Return all of the listing word for word; the pictures stay out.

═══ Provided information

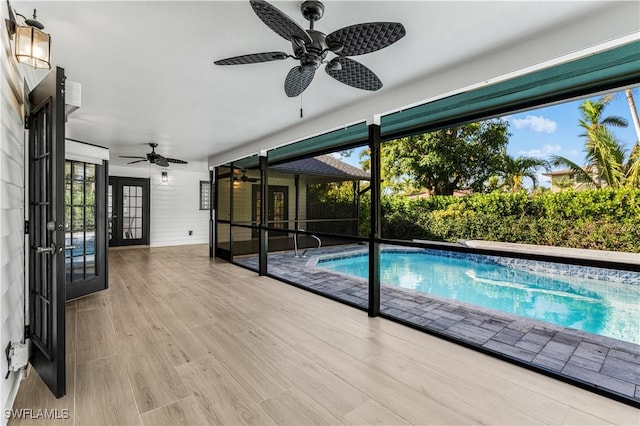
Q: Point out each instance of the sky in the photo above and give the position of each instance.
(554, 130)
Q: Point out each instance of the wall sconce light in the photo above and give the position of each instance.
(33, 46)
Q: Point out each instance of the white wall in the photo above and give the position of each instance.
(174, 205)
(11, 213)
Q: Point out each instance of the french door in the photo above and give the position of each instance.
(128, 208)
(85, 228)
(46, 265)
(277, 208)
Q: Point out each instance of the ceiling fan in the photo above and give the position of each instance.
(311, 47)
(154, 158)
(245, 178)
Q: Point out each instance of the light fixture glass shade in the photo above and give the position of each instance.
(33, 47)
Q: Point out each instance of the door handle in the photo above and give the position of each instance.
(48, 250)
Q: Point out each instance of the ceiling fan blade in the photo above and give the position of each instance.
(298, 79)
(364, 38)
(175, 161)
(254, 58)
(279, 22)
(354, 74)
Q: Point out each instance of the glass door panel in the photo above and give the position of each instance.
(128, 211)
(85, 251)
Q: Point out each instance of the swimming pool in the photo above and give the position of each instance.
(601, 307)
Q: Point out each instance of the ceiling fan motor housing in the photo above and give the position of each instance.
(312, 10)
(311, 55)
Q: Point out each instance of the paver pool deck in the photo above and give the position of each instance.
(593, 360)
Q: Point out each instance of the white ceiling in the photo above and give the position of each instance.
(147, 72)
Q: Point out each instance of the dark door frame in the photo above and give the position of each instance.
(117, 182)
(46, 269)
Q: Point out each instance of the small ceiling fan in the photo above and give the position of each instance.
(154, 158)
(245, 178)
(311, 47)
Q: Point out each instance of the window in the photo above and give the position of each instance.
(205, 195)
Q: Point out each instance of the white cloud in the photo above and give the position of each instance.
(537, 123)
(543, 152)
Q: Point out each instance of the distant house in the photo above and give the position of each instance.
(568, 179)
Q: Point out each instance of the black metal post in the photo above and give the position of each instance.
(376, 229)
(354, 226)
(213, 200)
(263, 246)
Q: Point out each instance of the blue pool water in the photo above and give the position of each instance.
(600, 307)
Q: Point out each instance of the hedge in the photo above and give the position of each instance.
(603, 219)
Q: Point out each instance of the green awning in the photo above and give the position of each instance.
(322, 144)
(606, 70)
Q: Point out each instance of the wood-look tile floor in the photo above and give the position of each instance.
(179, 338)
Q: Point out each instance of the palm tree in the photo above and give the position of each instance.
(634, 112)
(563, 183)
(604, 154)
(514, 170)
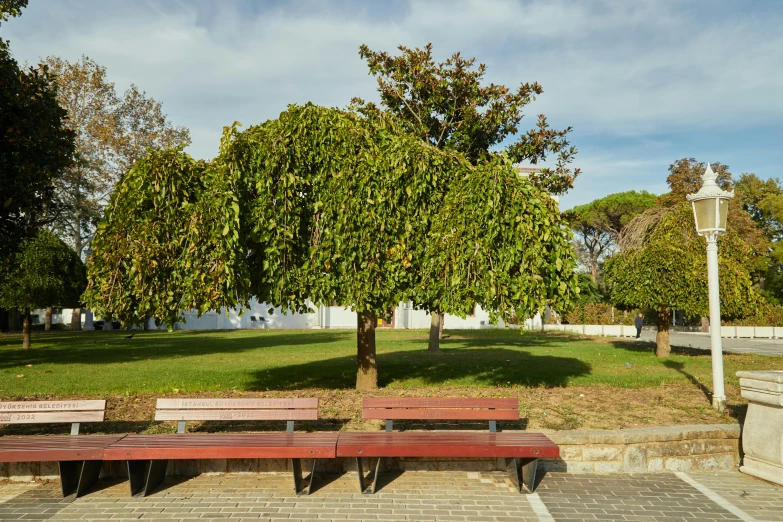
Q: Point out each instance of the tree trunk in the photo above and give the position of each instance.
(13, 320)
(76, 319)
(436, 321)
(48, 319)
(662, 346)
(367, 368)
(26, 329)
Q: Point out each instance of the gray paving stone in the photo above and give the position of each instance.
(626, 497)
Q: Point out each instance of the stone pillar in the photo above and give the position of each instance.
(762, 433)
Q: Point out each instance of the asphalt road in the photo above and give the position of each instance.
(702, 341)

══════

▶ [Problem solution]
Q: Point out each instance of the sky in the photo above and give the position of each instance.
(554, 130)
Q: Point out each instance of the wall sconce light in the photo above and give the position of each instance.
(33, 46)
Q: Point out each instance of the white wall in the photo above and give the position of each instance.
(174, 205)
(11, 213)
Q: Point out each instance of the french door in the photo above and give the position of each instance.
(128, 208)
(85, 228)
(46, 265)
(277, 208)
Q: Point out each instance of the ceiling fan in the photo above and give the position of each instance.
(311, 47)
(154, 158)
(245, 178)
Q: Point out each instance of the light fixture glass shade in the photo above and give the position of each instance.
(33, 47)
Q: Point out each instance of the door handle in the photo above and give the position of each instance.
(48, 250)
Q: Point out each instance of the ceiling fan blade in the photo above and give the position of each instance.
(298, 79)
(364, 38)
(175, 161)
(254, 58)
(279, 22)
(354, 74)
Q: Point out each instance of the glass door panel in the photo above and give the position of each instance.
(128, 211)
(85, 251)
Q: Point out each instance of the swimming pool in the photo above and give the position of each instance.
(601, 307)
Q: Point out each instance of the ceiling fan motor housing in the photo above and give the position of each instance.
(312, 10)
(311, 55)
Q: Point out each instance of the paver pool deck in the photo above and give the position of each instance.
(593, 360)
Q: Point out each instance of the white ceiling in the photo above and give the position of each instance.
(147, 72)
Q: Point out each instance of the dark door frame in the photo above and give the position of each instance.
(117, 182)
(46, 269)
Q: Point out each instance of the small ceiling fan in the photo above and give the position of each instance.
(154, 158)
(245, 178)
(311, 47)
Q: Point out each instance of the window in the photo above and give the position of each instance.
(205, 195)
Q: Point out each instance of the white cloud in the photo above and give the position of each instance.
(537, 123)
(543, 152)
Q: Point out each instance of the distant house in the photo above and give the position of each instance.
(568, 179)
Q: Point out each instance of the black metal post in the photo above and give the position of each instance.
(376, 229)
(354, 226)
(213, 200)
(263, 246)
Q: Point out each instance of the blue pool water in the photo above and give the position of each instance.
(600, 307)
Q: Point out each instance of the hedge in the photo above and give the position of each instance.
(603, 219)
Q: Point out each instance of the green awning in the photo above and give the position of each instance.
(322, 144)
(606, 70)
Q: Point out each instance of the wood-look tile floor in the photo above and give the position of each instance.
(179, 338)
Q: Point out each instance of the palm tree in the photo above and give the position of each instance.
(634, 112)
(563, 183)
(604, 154)
(514, 170)
Q: Point out each instance of the tree trunk in the photo above and give the position of each instance.
(13, 320)
(76, 319)
(436, 321)
(48, 319)
(662, 346)
(367, 368)
(26, 329)
Q: Point out each instance of the gray paving stone in the photo above and give the position of each instance.
(626, 497)
Q: Point out each instance of the stone pillar in the photo above and give the position of each instance.
(762, 433)
Q: Point out each instance of the asphalt road in the photo above and give the position of each instance.
(702, 341)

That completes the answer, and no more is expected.